Please recast every line of the records below as a Markdown table with two columns, Row for the row number and Line for the line itself, skipping blank lines. Leave the pictures out of the table.
** BEGIN Raw data **
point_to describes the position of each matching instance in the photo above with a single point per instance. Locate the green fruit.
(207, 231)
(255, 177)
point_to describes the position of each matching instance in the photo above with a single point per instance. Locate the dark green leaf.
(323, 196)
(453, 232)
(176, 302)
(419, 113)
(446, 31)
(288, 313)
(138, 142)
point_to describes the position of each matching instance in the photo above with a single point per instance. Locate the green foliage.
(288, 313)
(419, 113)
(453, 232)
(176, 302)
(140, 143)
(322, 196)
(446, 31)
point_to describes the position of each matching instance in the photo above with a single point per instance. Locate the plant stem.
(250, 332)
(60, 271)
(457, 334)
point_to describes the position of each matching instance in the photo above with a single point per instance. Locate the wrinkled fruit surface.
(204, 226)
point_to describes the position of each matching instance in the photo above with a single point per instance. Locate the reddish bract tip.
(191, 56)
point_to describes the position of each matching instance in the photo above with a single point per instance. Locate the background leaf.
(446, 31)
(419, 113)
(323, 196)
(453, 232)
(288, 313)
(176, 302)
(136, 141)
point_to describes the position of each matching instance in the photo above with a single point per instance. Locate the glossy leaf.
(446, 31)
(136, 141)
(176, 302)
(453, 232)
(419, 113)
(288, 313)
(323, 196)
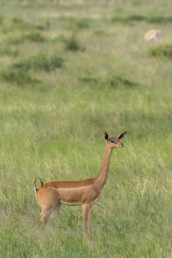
** END Raw data **
▶ [Full output]
| Row | Line |
|---|---|
| 1 | point_to describes the position of each matching instance in the photo above with a single point per instance. Locate the green fruit. |
| 2 | (207, 231) |
| 3 | (255, 177) |
| 4 | point_to describes the position of each matching instance in the photo above with a single point per instance. Locate the dark green leaf. |
| 5 | (323, 196) |
| 6 | (453, 232) |
| 7 | (176, 302) |
| 8 | (419, 113) |
| 9 | (446, 31) |
| 10 | (288, 313) |
| 11 | (138, 142) |
| 12 | point_to describes the position of each matching instance in the photo above with a single point per instance. Locate the green foliage. |
| 13 | (288, 313) |
| 14 | (419, 113) |
| 15 | (453, 232) |
| 16 | (176, 302) |
| 17 | (140, 143) |
| 18 | (322, 196) |
| 19 | (446, 31) |
| 20 | point_to describes the position of each matching instance in the photo above with a single point per instance. Locate the plant stem. |
| 21 | (250, 332) |
| 22 | (60, 271) |
| 23 | (457, 334) |
| 24 | point_to describes the position of each matching instance in the photo above with a single point per instance. Locate the wrinkled fruit surface. |
| 25 | (204, 226) |
| 26 | point_to describes the position of each matching instance in the photo above with a single point per instance. Locate the reddish bract tip. |
| 27 | (191, 56) |
| 28 | point_to describes the position of each matching instance in the photo above with a single point per instance. Locate the background leaf. |
| 29 | (446, 31) |
| 30 | (419, 113) |
| 31 | (323, 196) |
| 32 | (453, 232) |
| 33 | (288, 313) |
| 34 | (176, 302) |
| 35 | (136, 141) |
| 36 | point_to describes the position of each matching instance in the photo above with a single point per instance. Locate the glossy leaf. |
| 37 | (446, 31) |
| 38 | (136, 141) |
| 39 | (176, 302) |
| 40 | (453, 232) |
| 41 | (419, 113) |
| 42 | (288, 313) |
| 43 | (323, 196) |